══ Ausgangstext

Die Fotos aus dem Irak bleiben wieder abstrakt. Aber wann reden Bilder authentisch vom Krieg? Wenn man sie richtig interpretiert, meint  ■ Michael Rutschky

Nachts, vor dem Einschlafen, lese ich jetzt „Krieg und Friedehn“, den großen Roman, den der Graf Tolstoi 1868/69 über Napoleons Eroberung von Europa, die Invasion Rußlands und die Niederlage veröffentlich hat.

Tolstoi gibt seinen Kriegsschilderungen – von denen mir eine amerikanische ebenso wie eine österreichische Dame gestanden, sie hätten diese Seiten überblättert – stets dieselbe fatalistische, fast möchte man sagen: dekonstruktivistische Pointe. Die Teilnehmer an der Schlacht ebensowenig wie die Feldherren auf ihren Hügeln, die leibhaftigen Augenzeugen also, vermögen eine treffende Vorstellung von den Ereignissen zu entwickeln.

════
══ Einträge

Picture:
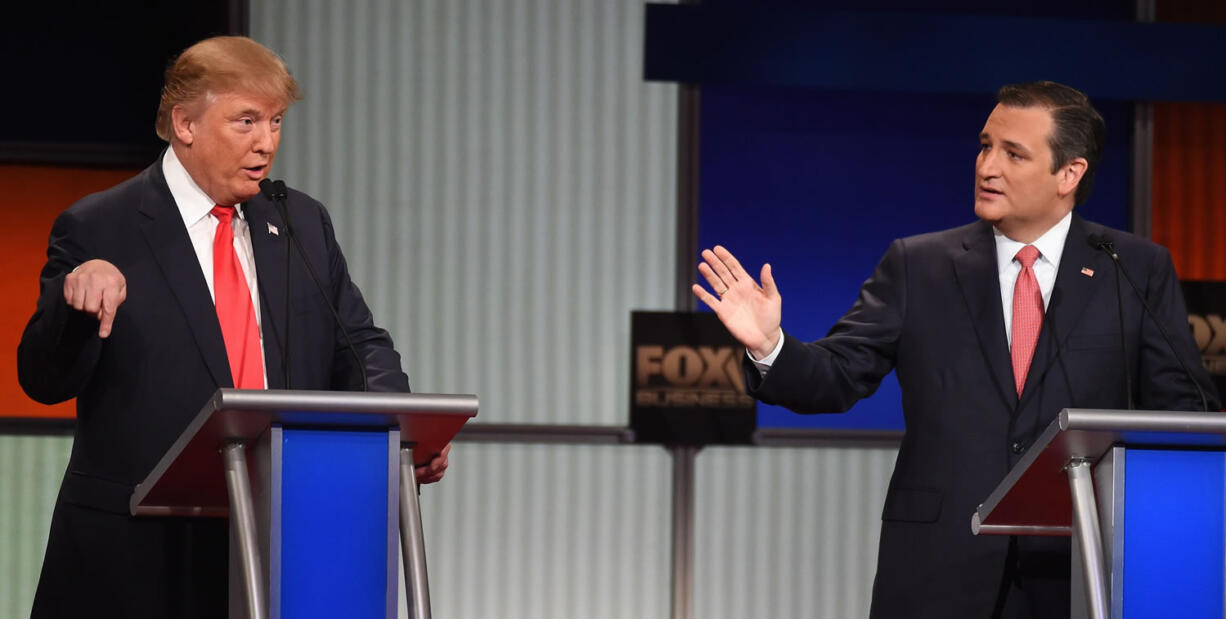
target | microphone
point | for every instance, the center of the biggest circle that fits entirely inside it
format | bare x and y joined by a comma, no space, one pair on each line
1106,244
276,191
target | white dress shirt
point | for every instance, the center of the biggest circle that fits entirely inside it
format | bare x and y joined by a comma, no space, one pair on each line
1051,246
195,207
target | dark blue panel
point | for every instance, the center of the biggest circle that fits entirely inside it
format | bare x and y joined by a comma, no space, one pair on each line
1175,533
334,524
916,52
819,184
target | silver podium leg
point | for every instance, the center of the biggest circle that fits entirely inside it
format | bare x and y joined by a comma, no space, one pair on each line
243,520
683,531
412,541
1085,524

════

Aufgaben —
1. Beantworte anhand des Textes über Tolstois Kriegsschilderungen:
(a) In welchen Jahren wurde der Roman „Krieg und Frieden“ laut Text veröffentlicht?
(b) Zu welcher Tageszeit wird der Roman laut Text gelesen?
(c) Wer vermag laut Text keine treffende Vorstellung von den Ereignissen der Schlacht zu entwickeln?
2. Wandle die Einträge ab der Zeile mit „target | silver podium leg“ bis zum Ende der Einträge in eine CSV-Tabelle mit den Spalten „anfrage“ und „antwort“ um. Lege pro Anfrage eine Zeile an, setze jedes Feld in Anführungszeichen und ersetze Zeilenumbrüche durch Leerzeichen.

Lösungen —
1.
(a) 1868/69
(b) Nachts, vor dem Einschlafen
(c) Die Teilnehmer an der Schlacht und die Feldherren auf ihren Hügeln, also die leibhaftigen Augenzeugen

2.
anfrage,antwort
"target | silver podium leg point | for every instance, the center of the biggest circle that fits entirely inside it format | bare x and y joined by a comma, no space, one pair on each line","243,520 683,531 412,541 1085,524"